**Passage for review**
Ebola Experimental Vaccine Provides 'Substantial Protection' Against Virus

An experimental vaccine against the Ebola virus, which has killed more than 11,000 people in West Africa since 2014, has shown great promise in protecting against the deadly disease.

In a trial led by the World Health Organization (WHO), almost 6,000 people in Guinea—where the recent outbreak began in 2014—received the rVSV-ZEBOV vaccine, along with an equal-sized group that were not vaccinated.

After 10 days, none of the vaccinated group had developed the virus. In the non-vaccinated group, 23 people later developed Ebola.

Ebola vaccine
A nurse administers an injection during an Ebola vaccine trial in Monrovia, Liberia, February 2, 2015. A new experimental vaccine has had successful results in preventing people from contracting the virus. John Moore/Getty

There is currently no vaccine available for the virus, which has a fatality rate of around 50 percent, according to the WHO. The virus is transmitted through contact with other infected animals or humans and unsafe burial practices with victims are thought to have played a major role in propagating the virus through Guinea, Liberia and Sierra Leone.

**Material shown**
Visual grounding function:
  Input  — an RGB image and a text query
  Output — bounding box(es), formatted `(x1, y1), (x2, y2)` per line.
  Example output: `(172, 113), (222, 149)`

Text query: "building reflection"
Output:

**Work item A**
In the Ebola vaccine article, how many people in the non-vaccinated group later developed Ebola?
**Work item B**
Carry on the Ebola vaccine article from its last sentence.
The rows come from a different source than the Ebola vaccine article.

**Task response A**
23 people.

**Task response B**
The results of the trial were published in British medical journal The Lancet. The researchers wrote that the results showed that the vaccine offers "substantial protection" against the virus.

Jeremy Farrar, the director of U.K. medical research institute, the Wellcome Trust, said the results were "simply remarkable." He added: "Had a vaccine been available earlier in the Ebola epidemic, thousands of lives might have been saved."

The WHO has declared that all three West African countries affected by the outbreak are now free of active transmission of the virus, which first appeared in 1976 in territories now corresponding to the Democratic Republic of Congo and South Sudan.

Recent research has found that Ebola can persist in semen for up to nine months, and scientists have found evidence that the virus can be transmitted via sexual intercourse.